_TEXTO FORNECIDO:_

Resta agora vermos por que o Senhor faz isto, uma vez provado que ele o faz. Se
a resposta for que assim acontece porque os homens, por sua impiedade, iniqüidade
e ingratidão, o mereçam, de fato isso é realmente assim; mas visto que a razão dessa
diversidade ainda não se faz patente, pela qual o Senhor inclina a uns a que lhe
obedeçam e faz que os demais persistam em sua obstinação e dureza, para solucionar
devidamente esta questão devemos recorrer àquilo que Paulo assinalou de Moisés
[Ex 9.16], isto é, que “desde início o Senhor os suscitou para que desse a conhecer
seu nome em toda a terra” [Rm 9.17]. Portanto, o fato de que os réprobos não
obedecem à Palavra de Deus a si revelada, há que imputar-se com toda razão à
malícia e perversidade que reina em seu coração; desde que, ao mesmo tempo, se
acrescente por que foram entregues a esta depravação, ou, seja, que pelo justo,
porém inescrutável, juízo de Deus, foram suscitados para ilustrar sua glória através
de sua própria condenação.

_CONJUNTO DE TAREFAS:_
(1) No texto fornecido, liste as três faltas humanas que, segundo a possível resposta, fazem com que os homens o mereçam.
(2) De acordo com o texto fornecido, a que se deve imputar o fato de os réprobos não obedecerem à Palavra de Deus a eles revelada?

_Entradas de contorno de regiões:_
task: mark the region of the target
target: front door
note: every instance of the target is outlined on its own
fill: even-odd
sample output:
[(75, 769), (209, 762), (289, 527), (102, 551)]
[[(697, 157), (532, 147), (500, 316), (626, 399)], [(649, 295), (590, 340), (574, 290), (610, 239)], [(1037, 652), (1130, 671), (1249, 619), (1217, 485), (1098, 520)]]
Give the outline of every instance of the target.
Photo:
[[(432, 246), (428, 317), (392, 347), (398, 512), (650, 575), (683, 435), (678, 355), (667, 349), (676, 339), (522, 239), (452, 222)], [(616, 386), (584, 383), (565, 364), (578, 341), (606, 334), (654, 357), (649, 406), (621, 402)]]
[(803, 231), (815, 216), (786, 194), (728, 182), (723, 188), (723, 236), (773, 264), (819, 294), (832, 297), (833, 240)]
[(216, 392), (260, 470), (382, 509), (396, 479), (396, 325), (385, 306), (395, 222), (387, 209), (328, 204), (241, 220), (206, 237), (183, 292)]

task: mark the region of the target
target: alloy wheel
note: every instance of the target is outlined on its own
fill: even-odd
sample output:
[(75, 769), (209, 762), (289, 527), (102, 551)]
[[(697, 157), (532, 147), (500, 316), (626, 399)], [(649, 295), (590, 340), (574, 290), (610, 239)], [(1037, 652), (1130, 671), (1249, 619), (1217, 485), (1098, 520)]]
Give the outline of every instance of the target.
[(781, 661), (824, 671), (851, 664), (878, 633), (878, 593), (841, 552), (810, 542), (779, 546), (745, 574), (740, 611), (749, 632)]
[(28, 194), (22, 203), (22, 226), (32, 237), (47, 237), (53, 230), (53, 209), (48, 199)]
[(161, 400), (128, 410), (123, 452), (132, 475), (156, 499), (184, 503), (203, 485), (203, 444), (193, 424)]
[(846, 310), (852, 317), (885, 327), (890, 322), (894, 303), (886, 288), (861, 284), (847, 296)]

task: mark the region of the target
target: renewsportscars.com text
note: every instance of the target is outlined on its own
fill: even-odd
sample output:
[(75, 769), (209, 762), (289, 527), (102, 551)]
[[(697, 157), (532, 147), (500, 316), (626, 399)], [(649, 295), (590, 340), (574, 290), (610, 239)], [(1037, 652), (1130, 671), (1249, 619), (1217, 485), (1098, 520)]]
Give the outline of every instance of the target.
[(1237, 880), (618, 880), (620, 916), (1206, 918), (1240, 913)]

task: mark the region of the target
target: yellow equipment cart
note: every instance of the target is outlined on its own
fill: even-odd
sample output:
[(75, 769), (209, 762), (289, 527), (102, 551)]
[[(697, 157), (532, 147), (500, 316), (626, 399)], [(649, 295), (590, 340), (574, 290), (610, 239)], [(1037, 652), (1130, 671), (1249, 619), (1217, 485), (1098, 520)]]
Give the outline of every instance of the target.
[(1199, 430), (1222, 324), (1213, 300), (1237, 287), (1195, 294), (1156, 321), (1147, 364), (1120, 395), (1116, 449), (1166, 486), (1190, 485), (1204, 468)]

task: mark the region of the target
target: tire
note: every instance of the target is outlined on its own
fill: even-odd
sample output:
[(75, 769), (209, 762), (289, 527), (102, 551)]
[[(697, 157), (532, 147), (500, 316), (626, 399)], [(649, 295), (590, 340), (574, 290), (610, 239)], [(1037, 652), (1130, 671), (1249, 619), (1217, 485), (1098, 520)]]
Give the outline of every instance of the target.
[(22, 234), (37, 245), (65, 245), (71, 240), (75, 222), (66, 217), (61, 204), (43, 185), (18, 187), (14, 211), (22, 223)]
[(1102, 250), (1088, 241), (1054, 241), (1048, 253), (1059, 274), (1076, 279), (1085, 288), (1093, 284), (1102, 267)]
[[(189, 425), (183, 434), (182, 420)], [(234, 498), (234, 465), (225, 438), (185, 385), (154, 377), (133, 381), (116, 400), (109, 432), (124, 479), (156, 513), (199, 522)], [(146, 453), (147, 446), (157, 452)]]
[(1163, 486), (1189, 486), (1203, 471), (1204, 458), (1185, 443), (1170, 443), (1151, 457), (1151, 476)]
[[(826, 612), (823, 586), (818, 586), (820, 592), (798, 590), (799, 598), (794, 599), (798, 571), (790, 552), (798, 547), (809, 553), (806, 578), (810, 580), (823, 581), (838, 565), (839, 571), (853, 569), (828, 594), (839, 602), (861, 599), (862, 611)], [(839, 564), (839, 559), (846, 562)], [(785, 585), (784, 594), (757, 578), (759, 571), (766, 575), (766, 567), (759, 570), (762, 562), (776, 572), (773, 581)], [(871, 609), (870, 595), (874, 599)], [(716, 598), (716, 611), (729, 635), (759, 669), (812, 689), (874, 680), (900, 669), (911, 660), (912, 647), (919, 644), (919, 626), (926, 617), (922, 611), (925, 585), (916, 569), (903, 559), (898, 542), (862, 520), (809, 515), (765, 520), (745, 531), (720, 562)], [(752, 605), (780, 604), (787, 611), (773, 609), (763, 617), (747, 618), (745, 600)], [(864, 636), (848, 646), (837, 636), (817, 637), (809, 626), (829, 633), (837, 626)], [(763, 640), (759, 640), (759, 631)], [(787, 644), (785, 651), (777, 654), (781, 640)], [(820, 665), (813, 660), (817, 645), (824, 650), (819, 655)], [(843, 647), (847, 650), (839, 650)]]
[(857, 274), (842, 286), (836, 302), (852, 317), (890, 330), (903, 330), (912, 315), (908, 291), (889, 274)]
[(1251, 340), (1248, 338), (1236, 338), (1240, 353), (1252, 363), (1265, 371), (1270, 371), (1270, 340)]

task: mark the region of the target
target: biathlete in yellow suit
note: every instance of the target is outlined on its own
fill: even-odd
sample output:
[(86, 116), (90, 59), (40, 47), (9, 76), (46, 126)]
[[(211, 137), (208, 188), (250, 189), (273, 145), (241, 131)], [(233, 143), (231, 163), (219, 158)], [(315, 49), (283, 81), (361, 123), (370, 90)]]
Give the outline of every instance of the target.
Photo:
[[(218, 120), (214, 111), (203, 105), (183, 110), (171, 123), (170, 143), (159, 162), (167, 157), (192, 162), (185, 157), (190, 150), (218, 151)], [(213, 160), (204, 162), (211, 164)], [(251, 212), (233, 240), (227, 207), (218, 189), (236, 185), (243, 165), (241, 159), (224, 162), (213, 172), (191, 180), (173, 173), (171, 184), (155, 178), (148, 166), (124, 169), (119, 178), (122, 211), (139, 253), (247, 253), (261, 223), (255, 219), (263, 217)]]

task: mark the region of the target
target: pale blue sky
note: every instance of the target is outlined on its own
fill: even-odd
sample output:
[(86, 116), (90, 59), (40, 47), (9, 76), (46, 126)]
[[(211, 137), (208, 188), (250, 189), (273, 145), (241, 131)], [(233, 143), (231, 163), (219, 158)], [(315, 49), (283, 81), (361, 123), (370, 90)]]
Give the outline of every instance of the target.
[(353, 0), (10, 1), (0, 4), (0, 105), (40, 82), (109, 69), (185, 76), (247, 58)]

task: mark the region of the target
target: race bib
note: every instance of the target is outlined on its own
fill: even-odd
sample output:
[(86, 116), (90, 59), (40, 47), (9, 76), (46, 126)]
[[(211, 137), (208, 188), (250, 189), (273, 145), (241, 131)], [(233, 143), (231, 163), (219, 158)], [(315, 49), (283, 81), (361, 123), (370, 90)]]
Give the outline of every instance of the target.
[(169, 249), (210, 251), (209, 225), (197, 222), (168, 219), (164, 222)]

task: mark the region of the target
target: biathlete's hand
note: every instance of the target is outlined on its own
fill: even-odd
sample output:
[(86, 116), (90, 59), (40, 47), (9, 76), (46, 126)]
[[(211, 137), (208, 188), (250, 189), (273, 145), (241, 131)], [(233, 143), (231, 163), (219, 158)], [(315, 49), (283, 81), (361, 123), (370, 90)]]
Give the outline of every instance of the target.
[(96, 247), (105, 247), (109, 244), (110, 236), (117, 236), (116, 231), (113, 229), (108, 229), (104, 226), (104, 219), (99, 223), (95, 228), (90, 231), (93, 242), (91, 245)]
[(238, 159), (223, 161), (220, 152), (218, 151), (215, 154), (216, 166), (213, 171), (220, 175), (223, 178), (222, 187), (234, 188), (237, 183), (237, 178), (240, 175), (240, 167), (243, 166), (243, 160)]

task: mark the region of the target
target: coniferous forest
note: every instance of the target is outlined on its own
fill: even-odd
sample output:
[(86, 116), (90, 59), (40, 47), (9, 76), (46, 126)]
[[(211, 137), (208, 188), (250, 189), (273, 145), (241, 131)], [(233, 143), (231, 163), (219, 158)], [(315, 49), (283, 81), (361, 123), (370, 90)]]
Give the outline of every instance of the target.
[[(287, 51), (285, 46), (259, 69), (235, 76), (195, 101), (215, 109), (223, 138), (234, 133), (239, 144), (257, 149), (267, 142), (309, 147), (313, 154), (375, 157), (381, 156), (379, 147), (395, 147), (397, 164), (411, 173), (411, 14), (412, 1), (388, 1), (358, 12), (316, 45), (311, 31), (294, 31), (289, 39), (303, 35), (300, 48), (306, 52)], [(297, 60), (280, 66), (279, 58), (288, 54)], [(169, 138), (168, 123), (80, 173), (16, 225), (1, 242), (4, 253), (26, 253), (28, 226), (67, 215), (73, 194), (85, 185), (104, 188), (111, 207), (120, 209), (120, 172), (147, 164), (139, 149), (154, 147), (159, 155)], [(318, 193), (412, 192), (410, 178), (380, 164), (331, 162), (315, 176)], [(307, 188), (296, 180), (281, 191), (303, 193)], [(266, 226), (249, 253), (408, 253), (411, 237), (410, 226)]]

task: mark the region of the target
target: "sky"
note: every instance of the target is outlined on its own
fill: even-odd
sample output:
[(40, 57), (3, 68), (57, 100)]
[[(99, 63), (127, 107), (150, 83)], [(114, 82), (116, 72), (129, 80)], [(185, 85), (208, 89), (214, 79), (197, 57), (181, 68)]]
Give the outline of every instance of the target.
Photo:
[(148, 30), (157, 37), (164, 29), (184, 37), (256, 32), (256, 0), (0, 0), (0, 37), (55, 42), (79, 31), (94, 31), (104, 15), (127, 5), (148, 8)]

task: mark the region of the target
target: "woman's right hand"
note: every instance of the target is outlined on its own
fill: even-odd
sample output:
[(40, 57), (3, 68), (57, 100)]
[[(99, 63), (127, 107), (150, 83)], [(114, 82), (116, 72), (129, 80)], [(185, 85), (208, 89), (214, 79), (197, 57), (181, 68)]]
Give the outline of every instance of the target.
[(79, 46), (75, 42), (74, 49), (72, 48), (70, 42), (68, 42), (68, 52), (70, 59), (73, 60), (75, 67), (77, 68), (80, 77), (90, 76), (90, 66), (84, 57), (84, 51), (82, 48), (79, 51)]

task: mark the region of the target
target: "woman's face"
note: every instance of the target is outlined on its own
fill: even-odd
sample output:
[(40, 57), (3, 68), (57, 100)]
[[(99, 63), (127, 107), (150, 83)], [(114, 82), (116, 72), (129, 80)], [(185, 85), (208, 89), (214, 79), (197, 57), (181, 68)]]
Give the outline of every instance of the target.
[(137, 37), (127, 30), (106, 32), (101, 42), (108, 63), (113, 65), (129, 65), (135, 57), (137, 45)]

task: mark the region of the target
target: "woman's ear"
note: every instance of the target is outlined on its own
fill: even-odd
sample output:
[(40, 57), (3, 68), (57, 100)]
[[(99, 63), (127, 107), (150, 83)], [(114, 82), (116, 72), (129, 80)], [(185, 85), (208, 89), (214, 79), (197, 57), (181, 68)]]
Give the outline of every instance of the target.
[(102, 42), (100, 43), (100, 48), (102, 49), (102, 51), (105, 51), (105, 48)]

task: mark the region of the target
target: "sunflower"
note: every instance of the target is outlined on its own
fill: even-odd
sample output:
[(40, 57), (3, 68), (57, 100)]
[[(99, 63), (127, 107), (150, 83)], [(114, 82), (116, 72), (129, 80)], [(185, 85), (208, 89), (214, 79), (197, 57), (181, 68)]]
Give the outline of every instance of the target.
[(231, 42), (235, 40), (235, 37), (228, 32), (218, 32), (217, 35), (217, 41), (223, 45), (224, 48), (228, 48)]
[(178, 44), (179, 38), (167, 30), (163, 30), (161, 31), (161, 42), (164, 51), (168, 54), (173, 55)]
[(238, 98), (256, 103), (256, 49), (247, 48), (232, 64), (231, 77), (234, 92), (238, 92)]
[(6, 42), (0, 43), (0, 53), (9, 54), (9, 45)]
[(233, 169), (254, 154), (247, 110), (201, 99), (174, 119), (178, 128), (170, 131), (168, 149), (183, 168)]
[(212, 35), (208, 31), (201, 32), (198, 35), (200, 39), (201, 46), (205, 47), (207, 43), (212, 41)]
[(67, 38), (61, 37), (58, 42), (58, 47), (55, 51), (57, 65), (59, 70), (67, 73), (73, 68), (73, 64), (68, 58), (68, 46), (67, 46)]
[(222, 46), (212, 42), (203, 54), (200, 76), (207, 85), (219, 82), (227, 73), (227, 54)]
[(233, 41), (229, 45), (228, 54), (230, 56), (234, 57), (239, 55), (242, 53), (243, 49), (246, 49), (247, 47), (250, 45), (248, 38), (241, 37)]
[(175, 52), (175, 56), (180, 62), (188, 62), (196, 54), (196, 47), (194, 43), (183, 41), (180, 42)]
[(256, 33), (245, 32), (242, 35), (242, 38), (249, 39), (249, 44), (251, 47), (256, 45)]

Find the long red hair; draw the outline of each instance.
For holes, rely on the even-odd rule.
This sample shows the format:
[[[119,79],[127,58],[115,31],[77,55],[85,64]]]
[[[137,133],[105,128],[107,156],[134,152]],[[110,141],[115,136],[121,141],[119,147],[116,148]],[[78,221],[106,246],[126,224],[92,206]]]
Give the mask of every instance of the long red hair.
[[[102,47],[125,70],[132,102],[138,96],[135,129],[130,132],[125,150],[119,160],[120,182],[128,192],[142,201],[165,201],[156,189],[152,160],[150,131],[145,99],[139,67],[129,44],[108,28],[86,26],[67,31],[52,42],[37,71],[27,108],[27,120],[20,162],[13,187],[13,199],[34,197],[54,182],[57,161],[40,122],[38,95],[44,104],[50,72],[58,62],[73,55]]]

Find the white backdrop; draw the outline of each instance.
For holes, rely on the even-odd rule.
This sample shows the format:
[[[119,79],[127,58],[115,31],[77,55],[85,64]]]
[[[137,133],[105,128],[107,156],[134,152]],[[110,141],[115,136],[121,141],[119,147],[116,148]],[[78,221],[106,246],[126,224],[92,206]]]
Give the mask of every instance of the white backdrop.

_LISTA DE RESPOSTAS:_
(1) impiedade, iniqüidade, ingratidão

(2) À malícia e perversidade que reina em seu coração.